In thinking about this book, what to say about it, how to describe it, one of the only things that sticks in my mind is pretty much the only thing that made me finish reading it: my mother pressed it upon me, having not read it herself but heard about it and investigated it.

So I supposed I rather felt like I had to finish it, coupled with the fact that I could not simply abandon Ava and Kiwi and Osceola without finding out where Karen Russell left them.

In a way that made the entry into the story a little harder and a little easier for me - this was a book my mother wanted me to read and had spoken to me about before she became ill and later passed away. Following Ava's feelings on her own mother's time in the hospital and later death were a poignantly strange entry to her mindset that perhaps made it harder for me to countenance her later choices, after sinking into her so well early on.

MATERIAL SUPPLIED –
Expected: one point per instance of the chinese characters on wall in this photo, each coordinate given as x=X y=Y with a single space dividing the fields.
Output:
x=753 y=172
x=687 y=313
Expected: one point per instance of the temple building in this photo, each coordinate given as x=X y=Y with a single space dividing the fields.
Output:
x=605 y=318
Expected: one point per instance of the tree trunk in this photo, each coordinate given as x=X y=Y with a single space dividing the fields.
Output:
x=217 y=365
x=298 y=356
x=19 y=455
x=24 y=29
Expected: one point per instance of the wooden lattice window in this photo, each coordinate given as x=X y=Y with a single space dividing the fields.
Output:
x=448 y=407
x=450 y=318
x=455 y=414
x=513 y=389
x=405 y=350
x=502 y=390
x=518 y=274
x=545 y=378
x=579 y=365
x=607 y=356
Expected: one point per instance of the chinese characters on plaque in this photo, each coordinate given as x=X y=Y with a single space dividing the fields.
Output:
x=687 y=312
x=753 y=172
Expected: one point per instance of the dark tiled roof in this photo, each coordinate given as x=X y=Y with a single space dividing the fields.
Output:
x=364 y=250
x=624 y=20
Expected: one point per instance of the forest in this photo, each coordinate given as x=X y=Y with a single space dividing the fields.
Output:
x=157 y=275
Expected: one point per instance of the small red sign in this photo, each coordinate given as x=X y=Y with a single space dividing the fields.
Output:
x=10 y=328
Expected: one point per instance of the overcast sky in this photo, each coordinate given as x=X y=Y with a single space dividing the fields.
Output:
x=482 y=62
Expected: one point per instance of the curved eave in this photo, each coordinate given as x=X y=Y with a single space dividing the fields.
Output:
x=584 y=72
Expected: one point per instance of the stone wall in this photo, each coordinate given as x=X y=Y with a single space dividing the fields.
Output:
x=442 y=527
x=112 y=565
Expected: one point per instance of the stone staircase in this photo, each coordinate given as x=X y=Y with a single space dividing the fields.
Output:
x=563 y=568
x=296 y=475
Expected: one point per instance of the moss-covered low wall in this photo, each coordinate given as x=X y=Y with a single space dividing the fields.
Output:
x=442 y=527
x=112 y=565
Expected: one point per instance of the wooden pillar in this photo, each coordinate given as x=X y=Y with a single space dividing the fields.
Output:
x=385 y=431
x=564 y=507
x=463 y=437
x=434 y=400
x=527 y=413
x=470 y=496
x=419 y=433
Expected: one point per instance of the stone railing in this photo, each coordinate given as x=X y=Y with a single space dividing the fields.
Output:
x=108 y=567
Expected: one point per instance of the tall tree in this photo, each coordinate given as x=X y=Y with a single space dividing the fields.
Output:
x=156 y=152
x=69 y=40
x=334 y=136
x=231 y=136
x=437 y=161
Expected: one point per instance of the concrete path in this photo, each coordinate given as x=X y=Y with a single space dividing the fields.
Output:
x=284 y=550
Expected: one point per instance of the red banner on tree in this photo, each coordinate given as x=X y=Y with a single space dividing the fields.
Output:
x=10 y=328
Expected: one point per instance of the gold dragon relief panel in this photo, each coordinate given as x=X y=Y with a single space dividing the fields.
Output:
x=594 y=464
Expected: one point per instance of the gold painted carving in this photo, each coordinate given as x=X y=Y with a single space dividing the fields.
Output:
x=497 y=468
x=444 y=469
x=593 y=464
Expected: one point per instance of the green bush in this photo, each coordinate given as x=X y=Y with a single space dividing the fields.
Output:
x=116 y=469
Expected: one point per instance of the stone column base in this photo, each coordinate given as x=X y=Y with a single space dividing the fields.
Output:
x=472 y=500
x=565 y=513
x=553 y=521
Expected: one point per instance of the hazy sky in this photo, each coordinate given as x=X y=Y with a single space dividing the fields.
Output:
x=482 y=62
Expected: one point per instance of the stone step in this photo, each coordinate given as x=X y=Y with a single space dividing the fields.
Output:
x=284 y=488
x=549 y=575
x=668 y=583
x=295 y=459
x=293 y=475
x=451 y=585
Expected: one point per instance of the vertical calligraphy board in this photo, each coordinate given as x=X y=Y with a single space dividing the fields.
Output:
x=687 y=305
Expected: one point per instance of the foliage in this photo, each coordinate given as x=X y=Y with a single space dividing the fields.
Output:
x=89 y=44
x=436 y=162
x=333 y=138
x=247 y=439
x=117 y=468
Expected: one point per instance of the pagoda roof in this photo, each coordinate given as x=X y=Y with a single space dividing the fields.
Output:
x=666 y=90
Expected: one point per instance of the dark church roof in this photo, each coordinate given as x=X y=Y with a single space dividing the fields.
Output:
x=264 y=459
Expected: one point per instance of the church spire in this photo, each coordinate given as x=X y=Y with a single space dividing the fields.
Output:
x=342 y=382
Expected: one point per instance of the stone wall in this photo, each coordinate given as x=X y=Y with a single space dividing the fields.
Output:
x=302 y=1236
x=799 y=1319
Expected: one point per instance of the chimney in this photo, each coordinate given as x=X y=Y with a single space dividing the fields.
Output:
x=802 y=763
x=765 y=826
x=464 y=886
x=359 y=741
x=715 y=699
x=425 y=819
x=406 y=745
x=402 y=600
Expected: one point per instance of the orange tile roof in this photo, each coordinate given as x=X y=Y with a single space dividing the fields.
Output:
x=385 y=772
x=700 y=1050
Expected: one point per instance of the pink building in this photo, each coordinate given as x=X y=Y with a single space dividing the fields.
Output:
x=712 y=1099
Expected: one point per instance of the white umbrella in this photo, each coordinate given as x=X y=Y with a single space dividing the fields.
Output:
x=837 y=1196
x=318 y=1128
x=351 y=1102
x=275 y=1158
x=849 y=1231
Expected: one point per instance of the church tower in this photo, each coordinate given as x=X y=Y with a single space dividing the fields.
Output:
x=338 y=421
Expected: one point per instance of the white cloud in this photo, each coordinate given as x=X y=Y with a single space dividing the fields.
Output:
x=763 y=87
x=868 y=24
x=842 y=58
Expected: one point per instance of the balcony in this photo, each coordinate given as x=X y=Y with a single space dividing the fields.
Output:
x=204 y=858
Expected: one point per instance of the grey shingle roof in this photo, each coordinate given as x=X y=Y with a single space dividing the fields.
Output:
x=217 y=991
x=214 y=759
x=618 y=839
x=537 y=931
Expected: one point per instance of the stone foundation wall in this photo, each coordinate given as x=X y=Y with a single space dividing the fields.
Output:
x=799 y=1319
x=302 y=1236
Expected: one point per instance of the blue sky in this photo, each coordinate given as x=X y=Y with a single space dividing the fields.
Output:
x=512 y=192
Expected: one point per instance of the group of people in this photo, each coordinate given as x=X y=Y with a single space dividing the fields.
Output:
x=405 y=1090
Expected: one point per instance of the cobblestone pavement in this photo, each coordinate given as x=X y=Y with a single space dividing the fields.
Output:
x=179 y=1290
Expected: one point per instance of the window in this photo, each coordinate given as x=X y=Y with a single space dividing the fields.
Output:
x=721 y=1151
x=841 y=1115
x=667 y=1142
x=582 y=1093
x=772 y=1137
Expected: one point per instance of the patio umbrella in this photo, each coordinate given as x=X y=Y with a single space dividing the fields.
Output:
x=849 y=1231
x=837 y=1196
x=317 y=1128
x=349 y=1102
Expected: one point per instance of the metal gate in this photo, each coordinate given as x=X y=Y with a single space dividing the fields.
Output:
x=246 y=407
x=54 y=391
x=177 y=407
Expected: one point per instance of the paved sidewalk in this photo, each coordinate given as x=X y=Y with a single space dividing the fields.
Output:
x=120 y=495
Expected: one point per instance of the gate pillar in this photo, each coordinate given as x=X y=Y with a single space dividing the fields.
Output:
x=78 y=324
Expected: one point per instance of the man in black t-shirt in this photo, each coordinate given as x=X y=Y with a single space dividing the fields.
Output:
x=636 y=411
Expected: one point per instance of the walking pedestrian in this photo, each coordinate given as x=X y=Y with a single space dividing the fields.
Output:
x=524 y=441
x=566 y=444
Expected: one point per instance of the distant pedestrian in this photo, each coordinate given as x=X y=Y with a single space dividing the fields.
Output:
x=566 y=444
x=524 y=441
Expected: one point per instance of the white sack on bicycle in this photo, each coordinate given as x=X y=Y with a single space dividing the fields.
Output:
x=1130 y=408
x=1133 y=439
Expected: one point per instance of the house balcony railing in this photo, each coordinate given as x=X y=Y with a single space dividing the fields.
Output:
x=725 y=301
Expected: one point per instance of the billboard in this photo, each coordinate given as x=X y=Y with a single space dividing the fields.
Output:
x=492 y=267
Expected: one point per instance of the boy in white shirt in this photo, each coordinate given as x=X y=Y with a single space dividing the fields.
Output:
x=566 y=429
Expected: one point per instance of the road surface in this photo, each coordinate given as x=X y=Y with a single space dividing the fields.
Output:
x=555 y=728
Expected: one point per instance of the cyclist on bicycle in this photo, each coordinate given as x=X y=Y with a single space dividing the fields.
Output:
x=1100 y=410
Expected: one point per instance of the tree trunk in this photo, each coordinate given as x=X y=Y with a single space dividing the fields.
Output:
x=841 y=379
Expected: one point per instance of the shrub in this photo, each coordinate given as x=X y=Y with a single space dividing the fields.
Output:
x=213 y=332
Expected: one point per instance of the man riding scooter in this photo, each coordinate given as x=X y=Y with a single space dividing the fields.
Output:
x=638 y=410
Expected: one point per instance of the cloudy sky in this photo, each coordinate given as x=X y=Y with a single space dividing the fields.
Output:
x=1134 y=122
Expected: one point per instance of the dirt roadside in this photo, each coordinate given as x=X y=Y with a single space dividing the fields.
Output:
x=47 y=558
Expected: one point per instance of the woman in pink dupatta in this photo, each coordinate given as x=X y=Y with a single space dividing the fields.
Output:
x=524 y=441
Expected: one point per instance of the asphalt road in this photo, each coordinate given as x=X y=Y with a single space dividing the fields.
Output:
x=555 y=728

REQUIRED ACTION 1 –
Answer these questions about the book review above, one per line:
(a) Who pressed the book on the reviewer?
(b) Which three characters does the reviewer name?
(c) What happened to the reviewer's mother after she spoke about the book?
REQUIRED ACTION 2 –
For each statement, say whether it agrees with the book review and quote the words that decide it:
(a) The reviewer's mother had read the book herself.
(b) Ava's mother spent time in the hospital.
(c) The reviewer found it easy to accept Ava's later choices.
REQUIRED ACTION 3 –
Write the next part of the book review, beginning right after its last sentence.

TASK ANSWER 1 –
(a) The reviewer's mother.
(b) Ava, Kiwi and Osceola.
(c) She became ill and later passed away.

TASK ANSWER 2 –
(a) No: "having not read it herself but heard about it and investigated it."
(b) Yes: "Ava's feelings on her own mother's time in the hospital and later death."
(c) No: "perhaps made it harder for me to countenance her later choices."

TASK ANSWER 3 –
There were moments in this book that were intriguing, and certainly the premise of the family that live at and run Swamplandia! is in itself intriguing - particularly for someone like me, perhaps. (I have worked at a zoo and a wildlife park; the idea of it being your family's home, life, legacy is fascinating.)

There were far more moments in this book that, all credit to Russell as an author, made me genuinely gut-wrenchingly disgusted or ill. I am not entirely sure if they were supposed to, some of them, but I definitely had those feelings. (One of the reasons I really wanted to put this book down.)

Reading this book, and the 'adventures' of the teenagers in it, left me feeling like I was halfway between a young adult, or juvenile, book - adventures that should end poorly, but never quite go as badly as they could - and an adult book - adventures that can end as badly as it is possible to go.

It felt almost as though Russell didn't know which the story was - which feeling also came into play, for me, in several other of the sub-plots throughout the novel.

I will probably never pick this book up again, and at this point . . . despite Russell's few moments that touched me in the story, I'm not even sure I'm glad I picked it up to begin with.

This is not an uplifting book - that in itself doesn't bother me. Some of the most incredible books I've ever read are horrendously depressing.

Something about this story, however . . . I can't put my finger on it, but it is not a feeling that leaves me in a good place, mentally.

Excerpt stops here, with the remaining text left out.